GOAL.
Could you copy out the material below without changes, from the line with "I bet you can't find the red" up to and including the line with "220 8 442 222"?

DATA FOR THIS TASK.

────────────────────────────────────────

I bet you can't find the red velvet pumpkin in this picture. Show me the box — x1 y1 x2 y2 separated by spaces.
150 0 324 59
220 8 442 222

────────────────────────────────────────

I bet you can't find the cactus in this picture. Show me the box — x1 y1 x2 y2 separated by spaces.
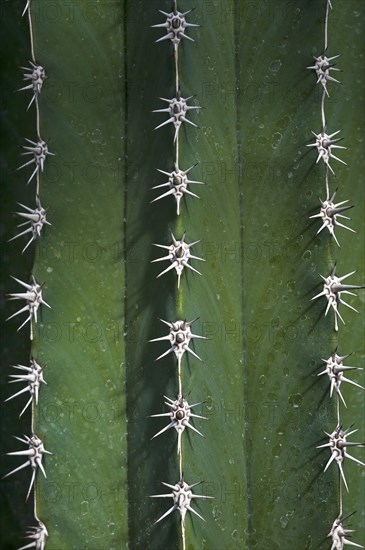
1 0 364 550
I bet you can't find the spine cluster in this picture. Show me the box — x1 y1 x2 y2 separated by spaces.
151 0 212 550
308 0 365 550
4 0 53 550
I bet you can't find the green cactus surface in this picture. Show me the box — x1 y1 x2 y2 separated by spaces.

────────────────────────────────────────

RESPONSE.
I bet you can't find the red velvet pumpkin in this picture. Show me the box — x1 y1 x2 y2 separated by spaces.
150 0 324 59
220 8 442 222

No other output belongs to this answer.